Only the text carries over: repeat the records exactly and drop the images.

(Records from a data source)
*** Block opens ***

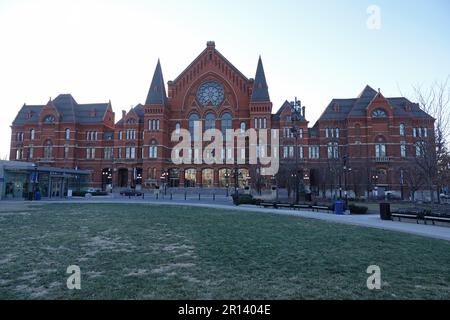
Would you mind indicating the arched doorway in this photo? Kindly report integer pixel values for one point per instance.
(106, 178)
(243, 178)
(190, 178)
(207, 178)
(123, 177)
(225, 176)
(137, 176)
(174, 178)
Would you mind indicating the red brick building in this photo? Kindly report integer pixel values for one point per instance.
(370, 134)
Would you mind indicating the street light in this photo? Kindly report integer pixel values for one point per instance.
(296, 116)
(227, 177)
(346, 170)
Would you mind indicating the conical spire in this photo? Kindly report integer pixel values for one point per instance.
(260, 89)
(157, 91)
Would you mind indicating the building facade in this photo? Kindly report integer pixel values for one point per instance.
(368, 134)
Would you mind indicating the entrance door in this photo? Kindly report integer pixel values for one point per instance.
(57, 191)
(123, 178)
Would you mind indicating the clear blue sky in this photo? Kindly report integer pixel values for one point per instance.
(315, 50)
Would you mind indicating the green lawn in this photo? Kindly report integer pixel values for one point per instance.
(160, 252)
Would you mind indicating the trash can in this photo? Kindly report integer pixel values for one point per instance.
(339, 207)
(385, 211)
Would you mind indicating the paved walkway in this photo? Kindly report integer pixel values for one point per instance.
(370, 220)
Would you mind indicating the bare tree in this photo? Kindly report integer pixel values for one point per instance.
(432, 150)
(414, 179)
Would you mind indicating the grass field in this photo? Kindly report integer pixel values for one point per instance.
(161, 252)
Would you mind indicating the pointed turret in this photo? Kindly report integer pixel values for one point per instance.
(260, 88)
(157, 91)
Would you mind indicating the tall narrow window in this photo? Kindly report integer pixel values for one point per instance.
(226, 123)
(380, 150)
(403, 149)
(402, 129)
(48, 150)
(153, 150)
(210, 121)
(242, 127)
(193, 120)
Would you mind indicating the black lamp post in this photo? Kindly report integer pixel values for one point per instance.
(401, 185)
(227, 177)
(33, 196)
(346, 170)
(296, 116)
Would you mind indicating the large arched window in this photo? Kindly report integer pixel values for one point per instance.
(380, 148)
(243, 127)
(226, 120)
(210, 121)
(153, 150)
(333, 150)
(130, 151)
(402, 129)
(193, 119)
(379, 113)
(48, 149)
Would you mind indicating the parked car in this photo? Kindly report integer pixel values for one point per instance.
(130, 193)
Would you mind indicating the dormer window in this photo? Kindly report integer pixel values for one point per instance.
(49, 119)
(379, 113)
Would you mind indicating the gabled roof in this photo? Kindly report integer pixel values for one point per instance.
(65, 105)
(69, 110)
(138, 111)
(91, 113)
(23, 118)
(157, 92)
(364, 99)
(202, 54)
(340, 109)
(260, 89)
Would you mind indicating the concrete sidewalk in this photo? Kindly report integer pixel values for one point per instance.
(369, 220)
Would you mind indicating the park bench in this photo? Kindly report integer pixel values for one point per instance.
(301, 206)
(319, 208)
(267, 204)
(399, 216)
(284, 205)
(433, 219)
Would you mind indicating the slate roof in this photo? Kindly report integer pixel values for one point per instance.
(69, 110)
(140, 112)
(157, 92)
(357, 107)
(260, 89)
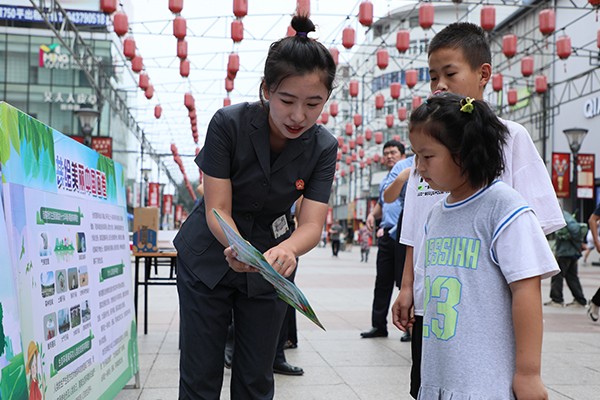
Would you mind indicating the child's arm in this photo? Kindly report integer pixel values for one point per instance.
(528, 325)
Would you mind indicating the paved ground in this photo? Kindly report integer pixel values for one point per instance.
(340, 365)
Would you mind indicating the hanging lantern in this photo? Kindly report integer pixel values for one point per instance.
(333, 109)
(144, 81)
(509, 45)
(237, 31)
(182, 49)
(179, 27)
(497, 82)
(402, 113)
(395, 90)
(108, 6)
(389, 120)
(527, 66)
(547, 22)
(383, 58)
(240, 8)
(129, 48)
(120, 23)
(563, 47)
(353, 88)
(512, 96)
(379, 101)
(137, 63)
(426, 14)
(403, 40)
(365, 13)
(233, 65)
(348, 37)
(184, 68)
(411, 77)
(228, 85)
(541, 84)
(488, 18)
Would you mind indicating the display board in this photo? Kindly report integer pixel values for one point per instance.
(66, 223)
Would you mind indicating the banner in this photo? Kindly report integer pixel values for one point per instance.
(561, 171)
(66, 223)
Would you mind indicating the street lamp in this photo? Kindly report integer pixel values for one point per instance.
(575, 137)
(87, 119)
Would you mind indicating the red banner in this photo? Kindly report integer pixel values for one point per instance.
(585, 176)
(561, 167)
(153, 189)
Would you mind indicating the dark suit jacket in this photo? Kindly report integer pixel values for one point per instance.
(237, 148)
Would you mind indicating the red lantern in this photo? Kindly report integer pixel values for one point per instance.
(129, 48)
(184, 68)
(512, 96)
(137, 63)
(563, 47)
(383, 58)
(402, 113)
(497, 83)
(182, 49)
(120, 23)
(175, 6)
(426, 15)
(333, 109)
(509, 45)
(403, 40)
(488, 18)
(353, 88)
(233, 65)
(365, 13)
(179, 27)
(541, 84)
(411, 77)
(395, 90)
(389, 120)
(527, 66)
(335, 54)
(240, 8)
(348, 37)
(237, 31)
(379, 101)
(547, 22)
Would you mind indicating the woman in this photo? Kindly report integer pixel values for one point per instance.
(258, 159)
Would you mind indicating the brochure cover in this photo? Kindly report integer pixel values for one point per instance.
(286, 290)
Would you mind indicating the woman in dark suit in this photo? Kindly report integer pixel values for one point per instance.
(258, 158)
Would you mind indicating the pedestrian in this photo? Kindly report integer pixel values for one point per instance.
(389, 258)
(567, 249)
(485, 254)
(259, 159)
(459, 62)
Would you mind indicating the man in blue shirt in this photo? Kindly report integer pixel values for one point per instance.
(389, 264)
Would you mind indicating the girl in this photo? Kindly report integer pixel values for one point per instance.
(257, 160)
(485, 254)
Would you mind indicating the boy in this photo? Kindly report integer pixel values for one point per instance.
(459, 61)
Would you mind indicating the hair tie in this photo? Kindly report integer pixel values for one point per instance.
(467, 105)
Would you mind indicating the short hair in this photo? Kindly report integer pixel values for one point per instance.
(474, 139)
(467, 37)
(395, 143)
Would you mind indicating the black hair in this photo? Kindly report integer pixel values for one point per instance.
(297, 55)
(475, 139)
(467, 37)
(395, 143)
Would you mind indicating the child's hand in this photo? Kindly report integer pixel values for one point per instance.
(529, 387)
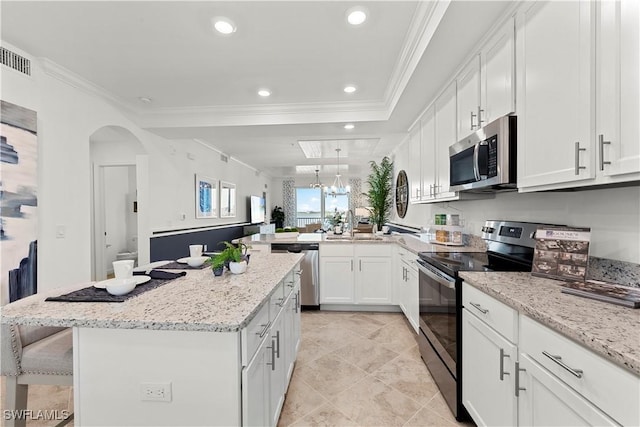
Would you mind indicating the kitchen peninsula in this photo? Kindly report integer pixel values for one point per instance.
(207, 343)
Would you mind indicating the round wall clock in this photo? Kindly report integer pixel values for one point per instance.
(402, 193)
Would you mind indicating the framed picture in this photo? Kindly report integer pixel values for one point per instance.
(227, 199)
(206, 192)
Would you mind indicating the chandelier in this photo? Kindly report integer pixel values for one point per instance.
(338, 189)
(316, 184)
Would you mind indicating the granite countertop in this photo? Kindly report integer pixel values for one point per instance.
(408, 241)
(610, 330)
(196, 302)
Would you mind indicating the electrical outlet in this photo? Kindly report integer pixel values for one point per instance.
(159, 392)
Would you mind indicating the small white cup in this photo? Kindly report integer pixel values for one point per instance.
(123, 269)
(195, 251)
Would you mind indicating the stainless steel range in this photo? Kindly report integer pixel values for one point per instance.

*** Block closes ***

__RESULT OF THE EXERCISE__
Would you mind indicating the arched doorway in this photo? Kindly report integer pixel values for one point per instance.
(106, 178)
(243, 178)
(190, 178)
(207, 178)
(123, 177)
(225, 176)
(137, 176)
(174, 178)
Would you mind indicating the red brick building in this photo? Kindly report integer pixel values for one point per instance.
(370, 134)
Would you mind indicating the street light in this photo? Kindly report integer pixel values for one point per instance.
(296, 116)
(227, 177)
(346, 170)
Would you mind indicating the conical spire in this photo? Kindly report integer pixel values for one point per instance.
(260, 89)
(157, 91)
Would you mind indicating the building facade in this photo? Kindly report integer pixel values for one point per instance.
(368, 134)
Would you mind indicating the entrance door in this photo? Kindly report integer pixel values for one point per instance.
(57, 191)
(123, 178)
Would you mind indicating the clear blue sky in this photo? Kindly report integer pixel values for one point per instance.
(315, 50)
Would you mind indicating the green lawn in this photo? Kindly report integer pixel values for one point per instance.
(160, 252)
Would you mind indicating the trash can in this photo? Kindly report integer pixel values for one point per instance.
(339, 207)
(385, 211)
Would you mind indicating the paved walkway in this photo? Kindly report integer pixel values for one point per instance.
(370, 220)
Would you mind indicating the bare tree in this photo? Kindly report integer pixel values for one point per instance.
(432, 150)
(414, 179)
Would you mind indicating the grass field in this photo? Kindly report integer pixel values for one point per instance.
(161, 252)
Would you mind indicating the pointed turret in this photo? Kindly report integer pixel values for one point per instance.
(260, 88)
(157, 91)
Would you mind indicating the tall narrow window in this photo? Kindly report integer pixel values for one point per instance.
(226, 123)
(380, 150)
(403, 149)
(402, 129)
(48, 150)
(153, 150)
(210, 121)
(242, 127)
(193, 120)
Would you mind indicating the black lamp post in this photo? Kindly report integer pixel values for one point per instance.
(401, 185)
(227, 177)
(33, 196)
(346, 170)
(296, 116)
Would you mind indicating the large arched window in this photo? Kindly report integer pixel values for one point per instance.
(380, 148)
(243, 127)
(226, 120)
(210, 121)
(153, 150)
(333, 150)
(130, 151)
(402, 129)
(193, 119)
(379, 113)
(48, 149)
Would you mind indicating the parked car in this photo? Kindly report integer pixel values for one point per instance.
(130, 193)
Would you mind indicating the dormer window in this photo? Kindly report integer pixel values for one point per instance.
(49, 119)
(379, 113)
Would you mind indicating the gabled roof in this photo? Kindly report integer pixel values for one point per instance.
(65, 105)
(69, 110)
(138, 111)
(91, 113)
(23, 118)
(157, 92)
(364, 99)
(202, 54)
(340, 109)
(260, 89)
Would you mind indicating the concrete sidewalk in this photo? Kindly report integer pixel values for one point per instance.
(369, 220)
Would you mind indicating the park bench in this photo? Kindly report integer pixel values for one point per instance.
(301, 206)
(319, 208)
(267, 204)
(399, 216)
(284, 205)
(433, 219)
Would you mind indicating the slate roof in this photo? Kindly report integer pixel values for one point per instance.
(69, 110)
(140, 112)
(157, 92)
(357, 107)
(260, 89)
Would you mind indicating the child's arm in this photo? Kindly report integer pixel values for one point per instance.
(528, 325)
Would you mind indicating the paved ground in this photo? Kindly report integer pixel values for one point per instance.
(340, 365)
Would you mind indicating the hanging lantern in this photo? Kindly report integer pixel values for one point per instance.
(333, 109)
(144, 81)
(509, 45)
(237, 31)
(182, 49)
(179, 27)
(497, 82)
(402, 113)
(395, 90)
(108, 6)
(389, 120)
(527, 66)
(547, 22)
(383, 58)
(240, 8)
(129, 48)
(120, 23)
(563, 47)
(353, 88)
(512, 96)
(379, 101)
(137, 63)
(426, 14)
(403, 40)
(365, 13)
(233, 65)
(348, 37)
(184, 68)
(411, 77)
(228, 85)
(541, 84)
(488, 18)
Would you mind indicating the display board in this photo? Kindly report integer pixel values for one point per instance.
(66, 223)
Would you mind indicating the banner in this photo? Kindly report integer pixel values for one point per instance.
(561, 171)
(66, 223)
Would you mind indicating the street lamp in this photo? Kindly report integer pixel values for one point per instance.
(575, 137)
(87, 119)
Would you mind indicating the red banner in this photo? Kindly report integer pixel values for one point per instance.
(585, 176)
(561, 167)
(153, 189)
Would you mind indicating the dark suit jacket in this photo? Kindly report integer pixel values for one point per instance.
(237, 148)
Would you mind indicating the red lantern in this photo? Kindly report integer pixel values for one point per instance.
(129, 48)
(184, 68)
(512, 96)
(137, 63)
(563, 47)
(383, 58)
(402, 113)
(497, 83)
(182, 49)
(120, 23)
(175, 6)
(426, 15)
(333, 109)
(509, 45)
(403, 40)
(488, 18)
(353, 88)
(233, 65)
(365, 13)
(179, 27)
(541, 84)
(411, 77)
(395, 90)
(389, 120)
(527, 66)
(335, 54)
(240, 8)
(348, 37)
(237, 31)
(379, 101)
(547, 22)
Would you mind indicating the woman in this photo? Kindly report integer pixel values for one point per instance.
(258, 159)
Would you mind indicating the brochure cover in this photo? Kindly report integer pixel values for one point per instance.
(286, 290)
Would you mind indicating the woman in dark suit in this photo? Kindly report integer pixel values for one point per instance.
(258, 158)
Would you mind indicating the pedestrian in this photo? Kindly report integer pixel values for one point per instance.
(389, 258)
(567, 249)
(485, 254)
(259, 159)
(459, 62)
Would you mind indicating the man in blue shirt in this photo? Kindly report integer pixel values for one point per instance.
(389, 264)
Would you mind indicating the girl in this photo? Kindly report integer pixel values for one point per instance.
(257, 160)
(485, 254)
Would you mind indicating the boy in this photo? Kindly report integer pixel values for one point per instance.
(459, 61)
Would you mind indicating the hair tie in this photo? Kindly report integer pixel values for one point per instance.
(467, 105)
Would you mind indicating the short hair in this photo? Kindly report integer pixel values for one point per instance.
(474, 139)
(467, 37)
(395, 143)
Would you mind indicating the black hair in this photo? Kindly report integer pixel values for one point per instance.
(297, 55)
(475, 139)
(467, 37)
(395, 143)
Would you mind indicating the child's hand in this photo? Kindly report integer pixel values for one point per instance.
(529, 387)
Would you mind indicating the kitchen peninsula in this photo? Kindly report integer pixel values for one point per instance.
(207, 343)
Would you mind indicating the round wall clock in this photo? Kindly report integer pixel values for one point per instance.
(402, 193)
Would you mind indicating the framed picture in this photo? Kindly report integer pixel values for one point per instance.
(227, 199)
(206, 192)
Would you mind indicating the chandelier in this photo? Kindly report integer pixel values for one point per instance.
(338, 189)
(316, 184)
Would you mind indicating the granite countertop in this photo? Kindly report integer pixel values for one point per instance.
(408, 241)
(610, 330)
(196, 302)
Would you mind indicating the electrical outlet in this photo? Kindly report integer pixel values for one point per instance.
(159, 392)
Would you mind indicating the small white cup in this photo? Kindly report integer pixel values for one point per instance.
(123, 269)
(195, 251)
Would you mind indicating the stainless steel range in this photo? Kindly report integer pixel values for one point per instance.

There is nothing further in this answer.